Stated task: From the Cilium code walkthrough post, pull out the stretch from "ArthurChiao's Blog" through "reading this post.", copying it word for word.

ArthurChiao's Blog

Cilium Code Walk Through: Restore Endpoints and Identities

Published at 2019-05-18 | Last Update 2020-09-01

This post walks you through the endpoint and identity restoring process during Cilium agent restart. Code bases on Cilium 1.8.2.

It’s recommended to read Cilium Code Walk Through: Agent Start Process before reading this post.

This post belongs to Cilium Code Walk Through Series.



runDaemon                                                                    //    daemon/cmd/daemon_main.go
  |-NewDaemon                                                                // -> daemon/cmd/daemon.go
  | |-restoredEndpoints := d.restoreOldEndpoints                            
  |     |-ioutil.ReadDir                                                   
  |     |-endpoint.FilterEPDir // filter over endpoint directories
  |     |-for ep := range possibleEPs
  |         validateEndpoint(ep)
  |           |-allocateIPsLocked
  |-initRestore(restoredEndpoints)                                           // -> daemon/cmd/state.go
     |-regenerateRestoredEndpoints                                           //    daemon/cmd/state.go
        |-for ep  
        |   Expose
        |    |-NewEventQueueBuffered
        |    |-eventQueue.Run ------------------>---|
        |                                           |
        |-for ep                                    |
            RegenerateAfterRestore                  |                        // -> pkg/endpoint/restore.go
             |-restoreIdentity                      |                        //
             |-Regenerate                           |                        // -> pkg/endpoint/policy.go
                |-eventQueue.Enqueue(epEvent)       |                       
                  /\                                |                       
                  ||                                |                       
                  \/                                |                       
   eventQueue.Run()   <-----------------------<-----|                        //    pkg/endpoint/events.go
    |-for ev := range q.events                                                     
        metadata.Handle                                                            
         |-EndpointRegenerationEvent.Handle                                  //    pkg/endpoint/events.go
           |-regenerate                                                      // -> pkg/endpoint/policy.go
              |-regenerateBPF                                                //    pkg/endpoint/bpf.go
                |-realizeBPFState                                            //    pkg/endpoint/bpf.go
                   |-if   CompileAndLoad                                     //    pkg/datapath/loader/loader.go
                           |-compileDatapath                                 // -> pkg/datapath/loader/compile.go
                           |-reloadDatapath                                  //    pkg/datapath/loader/loader.go
                              |-replaceDatapath                              //    pkg/datapath/loader/loader.go
                                 |-cmd.exec("cilium-map-migrate -s <objPath>")

Material provided:
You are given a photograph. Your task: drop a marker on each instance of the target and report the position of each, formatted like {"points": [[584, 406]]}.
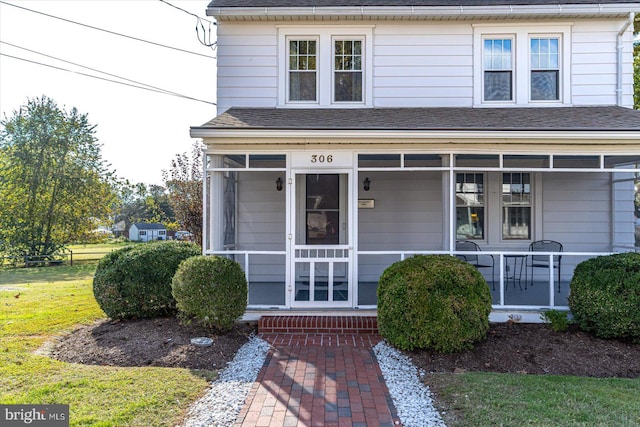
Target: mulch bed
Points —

Response:
ArthurChiao's Blog

Cilium Code Walk Through: Restore Endpoints and Identities

Published at 2019-05-18 | Last Update 2020-09-01

This post walks you through the endpoint and identity restoring process during Cilium agent restart. Code bases on Cilium 1.8.2.

It’s recommended to read Cilium Code Walk Through: Agent Start Process before reading this post.